--- What you have to do ---
Transcribe the records below exactly as they appear.

--- Given data ---
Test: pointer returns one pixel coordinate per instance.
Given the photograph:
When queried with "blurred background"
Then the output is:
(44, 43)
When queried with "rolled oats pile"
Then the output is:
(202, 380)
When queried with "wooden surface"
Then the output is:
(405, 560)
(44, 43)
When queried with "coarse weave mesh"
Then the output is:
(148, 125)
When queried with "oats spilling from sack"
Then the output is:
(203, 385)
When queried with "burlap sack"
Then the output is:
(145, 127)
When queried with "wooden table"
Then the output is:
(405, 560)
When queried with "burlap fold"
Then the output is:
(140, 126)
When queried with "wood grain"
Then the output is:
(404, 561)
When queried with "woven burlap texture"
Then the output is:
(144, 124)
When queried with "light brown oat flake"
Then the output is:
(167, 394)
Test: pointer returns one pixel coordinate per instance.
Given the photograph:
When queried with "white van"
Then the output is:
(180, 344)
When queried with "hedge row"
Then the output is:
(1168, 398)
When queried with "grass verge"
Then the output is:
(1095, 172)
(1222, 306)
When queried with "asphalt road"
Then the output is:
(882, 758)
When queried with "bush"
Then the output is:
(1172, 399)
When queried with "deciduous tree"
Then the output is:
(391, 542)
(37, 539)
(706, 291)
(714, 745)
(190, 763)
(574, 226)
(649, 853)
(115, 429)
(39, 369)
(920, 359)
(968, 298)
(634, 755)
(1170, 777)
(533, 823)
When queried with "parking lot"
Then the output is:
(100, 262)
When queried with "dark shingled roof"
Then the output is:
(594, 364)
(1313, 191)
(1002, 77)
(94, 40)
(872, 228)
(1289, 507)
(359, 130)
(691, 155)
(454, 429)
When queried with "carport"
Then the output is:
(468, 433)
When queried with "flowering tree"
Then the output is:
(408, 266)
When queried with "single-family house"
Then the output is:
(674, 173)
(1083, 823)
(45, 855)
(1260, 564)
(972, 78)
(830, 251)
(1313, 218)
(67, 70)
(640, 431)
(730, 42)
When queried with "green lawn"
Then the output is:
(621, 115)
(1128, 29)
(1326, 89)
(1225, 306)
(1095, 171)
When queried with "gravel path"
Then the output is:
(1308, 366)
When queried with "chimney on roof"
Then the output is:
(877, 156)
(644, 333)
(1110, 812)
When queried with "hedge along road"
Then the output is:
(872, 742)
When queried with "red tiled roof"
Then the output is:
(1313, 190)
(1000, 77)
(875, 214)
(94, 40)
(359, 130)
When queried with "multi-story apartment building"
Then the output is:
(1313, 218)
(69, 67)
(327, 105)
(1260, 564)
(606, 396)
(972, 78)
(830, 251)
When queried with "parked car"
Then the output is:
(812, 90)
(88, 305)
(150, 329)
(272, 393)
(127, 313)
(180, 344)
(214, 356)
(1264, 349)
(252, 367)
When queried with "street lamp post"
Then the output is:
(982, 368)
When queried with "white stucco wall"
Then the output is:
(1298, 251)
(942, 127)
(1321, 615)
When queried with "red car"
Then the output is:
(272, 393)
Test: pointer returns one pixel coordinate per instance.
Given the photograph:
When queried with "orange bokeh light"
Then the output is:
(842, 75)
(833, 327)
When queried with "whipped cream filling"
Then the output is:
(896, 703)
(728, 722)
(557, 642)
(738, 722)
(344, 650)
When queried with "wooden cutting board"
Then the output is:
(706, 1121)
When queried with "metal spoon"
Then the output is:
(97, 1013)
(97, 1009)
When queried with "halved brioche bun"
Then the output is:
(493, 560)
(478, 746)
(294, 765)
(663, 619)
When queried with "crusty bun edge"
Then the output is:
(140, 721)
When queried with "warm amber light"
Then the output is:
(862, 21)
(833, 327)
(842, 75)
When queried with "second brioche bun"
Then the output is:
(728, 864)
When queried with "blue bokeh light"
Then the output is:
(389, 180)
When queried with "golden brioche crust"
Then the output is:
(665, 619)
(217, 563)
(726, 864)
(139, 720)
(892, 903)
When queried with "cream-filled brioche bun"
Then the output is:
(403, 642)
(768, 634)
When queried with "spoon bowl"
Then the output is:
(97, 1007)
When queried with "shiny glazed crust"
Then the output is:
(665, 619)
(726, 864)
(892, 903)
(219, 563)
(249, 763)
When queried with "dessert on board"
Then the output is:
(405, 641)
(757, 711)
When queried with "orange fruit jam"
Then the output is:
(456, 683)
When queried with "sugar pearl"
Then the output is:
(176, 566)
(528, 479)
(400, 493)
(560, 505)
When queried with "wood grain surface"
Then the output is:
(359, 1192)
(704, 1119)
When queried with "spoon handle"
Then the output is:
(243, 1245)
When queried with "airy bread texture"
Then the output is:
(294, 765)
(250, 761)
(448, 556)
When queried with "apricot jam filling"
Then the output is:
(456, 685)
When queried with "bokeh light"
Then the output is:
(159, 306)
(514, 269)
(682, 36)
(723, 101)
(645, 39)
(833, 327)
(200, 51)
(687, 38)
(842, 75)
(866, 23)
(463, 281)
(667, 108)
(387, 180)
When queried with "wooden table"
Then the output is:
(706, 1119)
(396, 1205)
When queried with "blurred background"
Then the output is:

--- The reply ---
Test: pointer returns one pixel coordinate per instance.
Given the photograph:
When queried with "blurred background"
Then the output is:
(44, 43)
When queried with "rolled oats pile"
Then the output is:
(202, 380)
When queried with "wooden surface"
Then the output is:
(405, 560)
(44, 43)
When queried with "coarse weave mesh"
Then the output is:
(148, 125)
When queried with "oats spilling from sack"
Then the output is:
(203, 385)
When queried with "burlap sack"
Then the output is:
(145, 127)
When queried with "wooden table"
Then the output is:
(405, 560)
When queried with "burlap fold"
Then the output is:
(140, 126)
When queried with "wood grain"
Then the output is:
(404, 561)
When queried with "woven burlap texture"
Then the output is:
(144, 124)
When queried with "light brown oat flake"
Then the output is:
(167, 394)
Test: pointer returns one pixel coordinate per instance.
Given the photograph:
When queried with "white van"
Then the output is:
(180, 344)
When queried with "hedge row"
Then the output is:
(1168, 398)
When queried with "grass verge"
Then the output is:
(1095, 172)
(1222, 306)
When queried with "asphalt road"
Then the output is:
(882, 758)
When queried with "bush"
Then the output is:
(1172, 399)
When queried with "deciduous tree"
Then the output is:
(391, 542)
(37, 539)
(706, 291)
(714, 745)
(190, 763)
(574, 226)
(649, 853)
(115, 429)
(39, 369)
(920, 359)
(968, 298)
(634, 755)
(1170, 777)
(533, 823)
When queried with "parking lot"
Then the output is:
(100, 262)
When queried with "dark shingled roof"
Then the output is:
(594, 364)
(1313, 191)
(1002, 77)
(94, 40)
(872, 228)
(1289, 507)
(359, 130)
(691, 155)
(454, 429)
When queried with "carport"
Then the output is:
(468, 433)
When queried with "flowering tree"
Then the output is:
(408, 266)
When queried with "single-family house"
Then the output is:
(674, 173)
(1083, 823)
(45, 855)
(1260, 564)
(972, 78)
(830, 251)
(1313, 218)
(67, 70)
(640, 431)
(730, 42)
When queried with "green lawn"
Then the output is:
(621, 115)
(1128, 29)
(1326, 89)
(1225, 306)
(1095, 171)
When queried with "gravel path"
Then the output is:
(1308, 366)
When queried with "chimney on roof"
Then the output is:
(877, 156)
(644, 333)
(1110, 812)
When queried with "hedge along road"
Then the output is:
(872, 742)
When queried with "red tiled roof"
Then the output is:
(1313, 190)
(1000, 77)
(875, 214)
(94, 40)
(359, 130)
When queried with "multi-story apartment building"
Then the output is:
(1313, 218)
(69, 67)
(327, 105)
(1260, 564)
(606, 396)
(972, 78)
(830, 251)
When queried with "parked car"
Then the output is:
(812, 90)
(88, 305)
(150, 329)
(272, 393)
(127, 313)
(180, 344)
(214, 356)
(1264, 349)
(252, 367)
When queried with "street lamp post"
Then the output is:
(982, 368)
When queried with "white stucco wall"
Then the output is:
(1298, 251)
(942, 127)
(1321, 615)
When queried with "red car"
Then the output is:
(272, 393)
Test: pointer returns one pixel coordinate per instance.
Given the photograph:
When queried with "orange bokeh light"
Then the output is:
(842, 75)
(833, 327)
When queried with "whipped cream filling"
Then the output is:
(896, 703)
(728, 722)
(557, 642)
(738, 722)
(344, 650)
When queried with "wooden cutting board"
Then the output is:
(706, 1121)
When queried with "metal spoon"
Then the output is:
(97, 1013)
(97, 1009)
When queried with "halved brioche bun"
Then the output is:
(493, 560)
(478, 746)
(294, 765)
(663, 619)
When queried with "crusty bun edge"
Then the output is:
(140, 721)
When queried with "warm amber light"
Then the output is:
(862, 21)
(833, 327)
(842, 75)
When queried with "second brioche bun"
Then the output is:
(728, 864)
When queried with "blue bokeh light"
Then the output is:
(389, 180)
When queried with "golden brioche crust"
Then the output is:
(665, 619)
(217, 563)
(726, 864)
(139, 720)
(892, 903)
When queried with "cream-filled brioche bun"
Then the output is:
(403, 642)
(768, 634)
When queried with "spoon bowl"
Then the output is:
(97, 1007)
When queried with "shiny glazed crust"
Then the output is:
(665, 619)
(726, 864)
(892, 903)
(219, 563)
(249, 763)
When queried with "dessert on board"
Then the output is:
(405, 641)
(757, 711)
When queried with "orange fruit jam"
Then the output is:
(456, 683)
When queried with "sugar pearl"
Then the output is:
(176, 566)
(528, 479)
(400, 493)
(560, 505)
When queried with "wood grain surface"
Then the output is:
(359, 1192)
(704, 1119)
When queried with "spoon handle"
Then the output is:
(243, 1245)
When queried with "airy bread texture"
Then the output is:
(294, 765)
(250, 761)
(448, 556)
When queried with "apricot jam filling"
Then the output is:
(456, 685)
When queried with "bokeh light"
Then the output is:
(159, 306)
(514, 269)
(682, 36)
(723, 101)
(645, 39)
(833, 327)
(200, 51)
(687, 38)
(842, 75)
(866, 23)
(463, 281)
(667, 108)
(387, 180)
When queried with "wooden table"
Then the output is:
(706, 1119)
(396, 1205)
When queried with "blurred background"
Then the output is:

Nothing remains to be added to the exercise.